== Metin Pasajı ==
Cinayet/şiddet faillerine iyi hal indirimleri uygulanarak, "Çok kıskandım", "Çok öfkeliydim", "Kendimde değildim", "Onu çok seviyordum", "Pişmanım" gibi savunmalar da artık yargı tarafından tolere edilebilen mazeretlere dönüşüyor. Yargının ve devletin de şiddet karşısında tarafsız değil, faile anlayış gösteren bir tutum gösterdiğini ortaya koyuyor. Dolayısıyla burada söz konusu olan yalnızca ihmalkârlık değil; kadınların hayatı pahasına sürdürülen bir hoşgörü politikasıdır ve bu hoşgörü, sistemin bütün organlarına sinmiş, kurumsallaşmış bir anlayışın ürünü oluyor.

== Yapılacak İş ==
Şiddet faillerine yargının gösterdiği hoşgörüyü anlatan metin pasajının tamamını, tek harfini bile değiştirmeden kopyalar mısın? Bu kayıtlar metin pasajından bağımsız, ayrı bir malzemedir.

== Çıkarılmış veri kayıtları ==
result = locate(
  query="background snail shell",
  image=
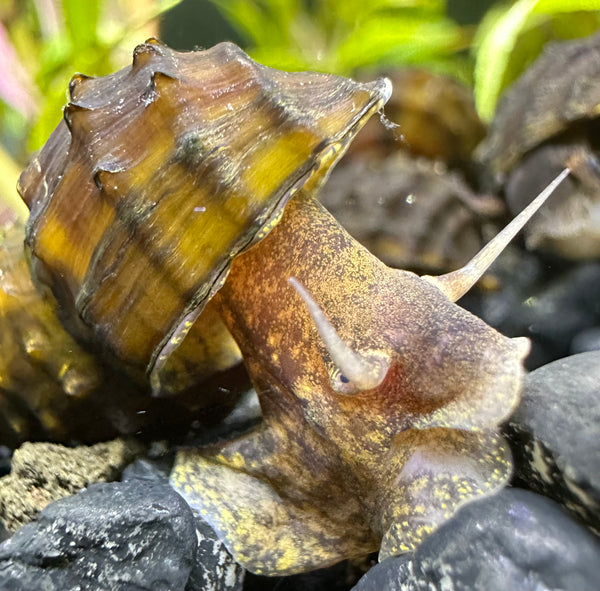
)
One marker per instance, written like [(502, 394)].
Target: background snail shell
[(158, 176)]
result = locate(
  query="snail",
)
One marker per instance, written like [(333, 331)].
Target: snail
[(546, 120), (173, 218)]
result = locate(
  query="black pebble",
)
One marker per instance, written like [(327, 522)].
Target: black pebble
[(515, 540)]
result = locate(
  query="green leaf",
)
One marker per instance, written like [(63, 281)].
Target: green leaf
[(511, 37), (81, 20)]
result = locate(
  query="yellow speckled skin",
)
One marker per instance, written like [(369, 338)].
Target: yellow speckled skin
[(329, 476)]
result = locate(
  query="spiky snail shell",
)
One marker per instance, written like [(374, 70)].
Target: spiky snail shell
[(158, 176)]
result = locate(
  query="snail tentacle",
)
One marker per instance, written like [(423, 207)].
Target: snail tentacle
[(457, 283), (359, 372)]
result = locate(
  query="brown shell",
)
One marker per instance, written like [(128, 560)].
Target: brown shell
[(411, 213), (159, 175), (436, 118), (548, 120), (52, 388)]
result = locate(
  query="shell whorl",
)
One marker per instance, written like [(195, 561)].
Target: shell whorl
[(162, 172)]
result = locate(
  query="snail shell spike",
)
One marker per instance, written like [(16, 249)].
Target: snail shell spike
[(362, 372), (457, 283)]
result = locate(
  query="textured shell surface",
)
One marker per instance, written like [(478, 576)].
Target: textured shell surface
[(160, 174), (559, 89)]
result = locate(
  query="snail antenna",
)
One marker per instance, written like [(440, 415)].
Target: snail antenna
[(457, 283), (362, 372)]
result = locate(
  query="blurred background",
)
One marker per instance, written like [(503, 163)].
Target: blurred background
[(484, 44)]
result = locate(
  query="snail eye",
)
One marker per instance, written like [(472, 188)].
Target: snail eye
[(341, 383)]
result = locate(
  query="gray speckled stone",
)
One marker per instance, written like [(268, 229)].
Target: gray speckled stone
[(120, 536), (513, 541), (555, 434), (214, 569)]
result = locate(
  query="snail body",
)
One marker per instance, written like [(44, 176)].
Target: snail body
[(159, 175), (381, 398)]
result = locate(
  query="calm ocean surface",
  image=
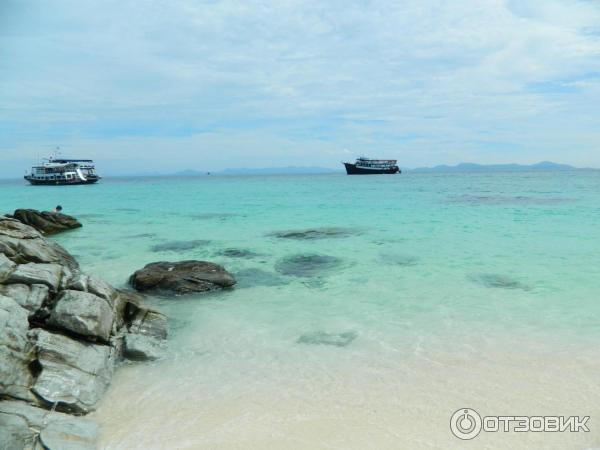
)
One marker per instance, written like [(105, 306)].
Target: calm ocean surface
[(414, 296)]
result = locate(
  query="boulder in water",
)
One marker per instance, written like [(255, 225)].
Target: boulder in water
[(182, 277), (323, 338), (46, 222), (307, 265)]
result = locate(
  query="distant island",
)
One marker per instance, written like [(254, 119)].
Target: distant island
[(472, 167), (459, 168)]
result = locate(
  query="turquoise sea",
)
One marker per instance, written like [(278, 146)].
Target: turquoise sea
[(367, 310)]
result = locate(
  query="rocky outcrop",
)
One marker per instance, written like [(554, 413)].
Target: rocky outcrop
[(182, 277), (46, 222), (23, 426), (23, 244), (62, 333)]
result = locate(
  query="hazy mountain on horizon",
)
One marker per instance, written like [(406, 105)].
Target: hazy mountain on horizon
[(473, 167)]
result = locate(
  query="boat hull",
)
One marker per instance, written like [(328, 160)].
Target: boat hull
[(352, 169), (38, 182)]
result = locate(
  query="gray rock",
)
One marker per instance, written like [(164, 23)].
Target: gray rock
[(29, 297), (31, 273), (15, 377), (73, 374), (148, 331), (46, 222), (84, 314), (27, 427), (101, 288), (6, 267), (182, 277), (22, 244), (138, 347), (149, 323)]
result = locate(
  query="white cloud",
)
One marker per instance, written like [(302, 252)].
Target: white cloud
[(431, 81)]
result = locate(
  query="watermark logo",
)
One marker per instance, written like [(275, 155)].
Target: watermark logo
[(466, 424)]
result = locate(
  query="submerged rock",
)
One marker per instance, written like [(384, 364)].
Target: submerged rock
[(309, 265), (322, 338), (182, 277), (179, 246), (258, 277), (24, 426), (399, 260), (237, 253), (492, 280), (315, 233), (46, 222)]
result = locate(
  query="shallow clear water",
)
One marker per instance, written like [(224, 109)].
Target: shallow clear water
[(413, 296)]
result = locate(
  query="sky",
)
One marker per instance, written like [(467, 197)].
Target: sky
[(161, 86)]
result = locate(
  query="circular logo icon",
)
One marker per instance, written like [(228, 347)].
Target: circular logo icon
[(465, 423)]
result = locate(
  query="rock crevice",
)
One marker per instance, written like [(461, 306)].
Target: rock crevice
[(62, 334)]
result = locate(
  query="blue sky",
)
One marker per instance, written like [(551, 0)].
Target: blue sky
[(168, 85)]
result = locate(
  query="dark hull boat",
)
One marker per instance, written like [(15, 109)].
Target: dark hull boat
[(63, 172), (365, 166)]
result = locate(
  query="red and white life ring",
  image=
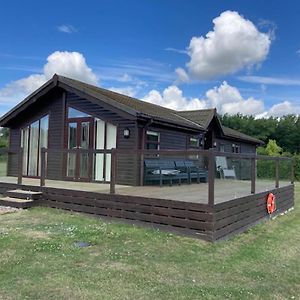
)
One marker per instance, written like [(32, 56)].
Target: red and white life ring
[(271, 204)]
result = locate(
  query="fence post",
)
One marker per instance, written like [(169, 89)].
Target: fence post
[(113, 171), (293, 170), (211, 177), (43, 167), (253, 174), (277, 172), (20, 166)]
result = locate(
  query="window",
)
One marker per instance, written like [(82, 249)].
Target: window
[(74, 113), (222, 148), (33, 138), (236, 148), (152, 140), (194, 142)]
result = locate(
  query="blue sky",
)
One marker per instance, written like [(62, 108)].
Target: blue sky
[(135, 47)]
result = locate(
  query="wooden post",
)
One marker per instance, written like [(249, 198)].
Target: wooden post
[(293, 161), (211, 178), (113, 171), (20, 166), (43, 167), (277, 173), (253, 175)]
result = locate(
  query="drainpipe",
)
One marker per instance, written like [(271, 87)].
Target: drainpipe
[(143, 148)]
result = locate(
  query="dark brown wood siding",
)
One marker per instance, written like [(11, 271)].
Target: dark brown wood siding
[(50, 104), (237, 215), (127, 164)]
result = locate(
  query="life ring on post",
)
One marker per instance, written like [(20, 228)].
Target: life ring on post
[(271, 204)]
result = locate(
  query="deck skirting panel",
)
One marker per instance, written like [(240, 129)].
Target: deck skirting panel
[(193, 219)]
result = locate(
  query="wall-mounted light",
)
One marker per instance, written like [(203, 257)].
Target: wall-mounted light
[(126, 133)]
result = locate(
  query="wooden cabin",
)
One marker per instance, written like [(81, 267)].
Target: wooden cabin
[(68, 114)]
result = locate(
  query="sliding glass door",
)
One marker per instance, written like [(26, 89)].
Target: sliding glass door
[(33, 138), (79, 138), (105, 138)]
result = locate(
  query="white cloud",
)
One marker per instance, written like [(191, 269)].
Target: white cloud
[(70, 64), (66, 28), (270, 80), (182, 75), (128, 90), (281, 109), (172, 97), (234, 43), (226, 98)]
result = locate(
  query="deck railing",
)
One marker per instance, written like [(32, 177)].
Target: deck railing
[(209, 157)]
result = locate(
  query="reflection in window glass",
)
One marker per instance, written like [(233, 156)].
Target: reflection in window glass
[(33, 138), (152, 140), (33, 149), (74, 113)]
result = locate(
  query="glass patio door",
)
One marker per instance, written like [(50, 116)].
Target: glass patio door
[(79, 137)]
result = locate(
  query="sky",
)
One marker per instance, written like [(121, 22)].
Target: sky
[(238, 56)]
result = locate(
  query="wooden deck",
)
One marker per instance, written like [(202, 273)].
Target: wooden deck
[(225, 190), (181, 209)]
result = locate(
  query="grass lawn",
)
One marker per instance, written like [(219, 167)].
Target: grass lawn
[(39, 260)]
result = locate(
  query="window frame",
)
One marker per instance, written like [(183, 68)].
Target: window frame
[(197, 139), (148, 142), (28, 127)]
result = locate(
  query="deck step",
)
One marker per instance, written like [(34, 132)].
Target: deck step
[(16, 202), (22, 194)]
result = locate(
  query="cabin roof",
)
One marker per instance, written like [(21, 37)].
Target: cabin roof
[(195, 119), (130, 104)]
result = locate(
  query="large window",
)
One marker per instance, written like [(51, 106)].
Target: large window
[(152, 140), (194, 143), (33, 138)]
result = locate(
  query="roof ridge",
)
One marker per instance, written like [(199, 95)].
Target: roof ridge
[(195, 123), (119, 94), (197, 110)]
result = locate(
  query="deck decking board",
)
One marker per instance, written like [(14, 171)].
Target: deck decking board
[(190, 218)]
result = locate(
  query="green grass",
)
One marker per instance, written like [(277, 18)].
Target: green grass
[(39, 260)]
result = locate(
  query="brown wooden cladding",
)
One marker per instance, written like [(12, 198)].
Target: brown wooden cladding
[(237, 215), (51, 104), (127, 164), (195, 219)]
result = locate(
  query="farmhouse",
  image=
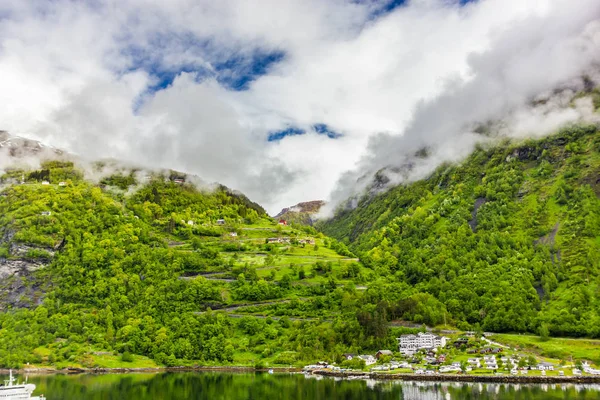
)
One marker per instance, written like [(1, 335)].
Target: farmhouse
[(410, 344), (368, 359), (382, 353)]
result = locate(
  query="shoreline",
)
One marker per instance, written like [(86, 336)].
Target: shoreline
[(463, 378), (521, 379)]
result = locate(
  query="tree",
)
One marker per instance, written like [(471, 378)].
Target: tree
[(544, 333)]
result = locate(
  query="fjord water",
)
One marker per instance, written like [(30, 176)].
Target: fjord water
[(259, 386)]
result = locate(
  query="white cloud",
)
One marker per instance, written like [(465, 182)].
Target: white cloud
[(70, 75)]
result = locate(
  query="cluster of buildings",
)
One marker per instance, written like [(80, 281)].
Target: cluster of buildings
[(587, 368), (410, 344), (284, 240), (287, 240)]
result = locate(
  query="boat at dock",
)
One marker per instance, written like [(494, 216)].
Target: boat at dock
[(13, 390)]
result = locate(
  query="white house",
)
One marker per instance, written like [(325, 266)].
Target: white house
[(474, 361), (545, 367), (410, 344), (369, 359), (587, 368)]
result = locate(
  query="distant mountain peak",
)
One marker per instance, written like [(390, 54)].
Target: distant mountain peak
[(302, 212)]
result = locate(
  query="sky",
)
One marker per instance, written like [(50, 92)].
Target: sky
[(291, 100)]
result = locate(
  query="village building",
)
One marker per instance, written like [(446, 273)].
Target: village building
[(382, 353), (545, 366), (368, 359), (587, 368), (474, 361), (410, 344)]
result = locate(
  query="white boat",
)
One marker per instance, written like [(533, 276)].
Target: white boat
[(17, 391)]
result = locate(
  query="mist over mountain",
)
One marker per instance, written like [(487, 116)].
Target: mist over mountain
[(250, 97)]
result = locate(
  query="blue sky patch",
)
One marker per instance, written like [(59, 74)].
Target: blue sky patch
[(239, 71), (323, 129), (320, 129), (278, 135)]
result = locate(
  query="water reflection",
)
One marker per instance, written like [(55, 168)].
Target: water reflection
[(228, 386)]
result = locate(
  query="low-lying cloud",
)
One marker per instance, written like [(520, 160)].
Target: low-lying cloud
[(89, 77)]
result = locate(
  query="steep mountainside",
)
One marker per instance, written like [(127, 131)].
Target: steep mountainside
[(509, 240), (106, 273), (302, 213)]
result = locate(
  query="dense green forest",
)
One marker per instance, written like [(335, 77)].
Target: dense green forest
[(161, 272), (144, 270), (506, 241)]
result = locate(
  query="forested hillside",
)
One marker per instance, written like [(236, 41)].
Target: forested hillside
[(508, 240), (142, 270)]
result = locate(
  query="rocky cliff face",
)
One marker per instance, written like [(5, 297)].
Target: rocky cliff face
[(19, 147), (303, 213), (19, 285)]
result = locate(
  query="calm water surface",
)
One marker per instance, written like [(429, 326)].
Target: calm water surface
[(228, 386)]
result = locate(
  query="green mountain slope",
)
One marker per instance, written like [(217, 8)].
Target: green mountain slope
[(107, 274), (509, 240)]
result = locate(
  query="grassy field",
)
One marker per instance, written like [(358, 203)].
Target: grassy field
[(555, 348)]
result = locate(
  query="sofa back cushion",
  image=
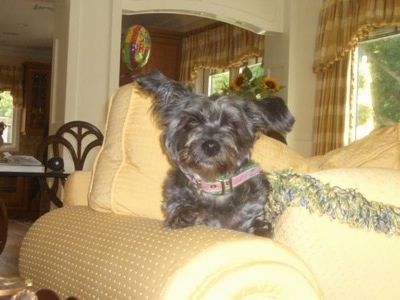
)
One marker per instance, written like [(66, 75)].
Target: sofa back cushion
[(130, 167)]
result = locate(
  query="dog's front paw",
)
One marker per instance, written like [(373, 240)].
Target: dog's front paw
[(262, 228), (183, 216)]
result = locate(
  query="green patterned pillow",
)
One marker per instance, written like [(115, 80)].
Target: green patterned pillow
[(348, 206)]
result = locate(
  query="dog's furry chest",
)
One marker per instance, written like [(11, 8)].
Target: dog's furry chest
[(177, 186)]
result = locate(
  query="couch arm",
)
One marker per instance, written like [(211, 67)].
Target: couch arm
[(77, 188), (108, 256)]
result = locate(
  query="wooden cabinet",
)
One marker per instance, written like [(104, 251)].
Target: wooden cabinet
[(35, 113), (165, 56)]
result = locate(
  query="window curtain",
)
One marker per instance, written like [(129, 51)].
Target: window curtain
[(218, 46), (342, 24), (11, 78)]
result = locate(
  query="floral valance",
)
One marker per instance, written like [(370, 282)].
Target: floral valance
[(343, 23), (218, 46)]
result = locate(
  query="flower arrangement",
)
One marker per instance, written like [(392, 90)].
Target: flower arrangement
[(244, 85)]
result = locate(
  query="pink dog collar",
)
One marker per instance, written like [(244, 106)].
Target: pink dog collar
[(219, 187)]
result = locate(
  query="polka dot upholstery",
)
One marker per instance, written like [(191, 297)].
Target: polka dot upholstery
[(77, 251)]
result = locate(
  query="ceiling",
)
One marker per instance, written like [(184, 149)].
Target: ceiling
[(28, 24)]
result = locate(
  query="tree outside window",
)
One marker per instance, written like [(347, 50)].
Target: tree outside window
[(6, 115), (377, 85)]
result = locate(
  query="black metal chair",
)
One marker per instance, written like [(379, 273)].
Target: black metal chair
[(75, 141)]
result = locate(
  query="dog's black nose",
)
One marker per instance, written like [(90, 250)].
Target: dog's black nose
[(211, 147)]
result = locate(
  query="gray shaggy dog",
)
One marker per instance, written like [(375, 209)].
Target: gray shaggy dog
[(208, 140)]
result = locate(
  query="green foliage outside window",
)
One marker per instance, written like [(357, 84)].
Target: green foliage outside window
[(384, 61)]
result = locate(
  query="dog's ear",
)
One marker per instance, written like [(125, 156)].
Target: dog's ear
[(270, 113), (167, 92)]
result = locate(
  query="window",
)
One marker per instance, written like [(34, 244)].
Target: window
[(10, 117), (213, 81), (376, 83)]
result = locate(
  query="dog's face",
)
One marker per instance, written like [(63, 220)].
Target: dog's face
[(211, 137)]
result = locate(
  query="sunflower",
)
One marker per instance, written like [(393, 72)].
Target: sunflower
[(270, 84), (239, 81)]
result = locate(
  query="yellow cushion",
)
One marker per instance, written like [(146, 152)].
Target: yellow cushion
[(274, 155), (130, 167), (349, 262)]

== Görev Çıktısı ==
Cinayet/şiddet faillerine iyi hal indirimleri uygulanarak, "Çok kıskandım", "Çok öfkeliydim", "Kendimde değildim", "Onu çok seviyordum", "Pişmanım" gibi savunmalar da artık yargı tarafından tolere edilebilen mazeretlere dönüşüyor. Yargının ve devletin de şiddet karşısında tarafsız değil, faile anlayış gösteren bir tutum gösterdiğini ortaya koyuyor. Dolayısıyla burada söz konusu olan yalnızca ihmalkârlık değil; kadınların hayatı pahasına sürdürülen bir hoşgörü politikasıdır ve bu hoşgörü, sistemin bütün organlarına sinmiş, kurumsallaşmış bir anlayışın ürünü oluyor.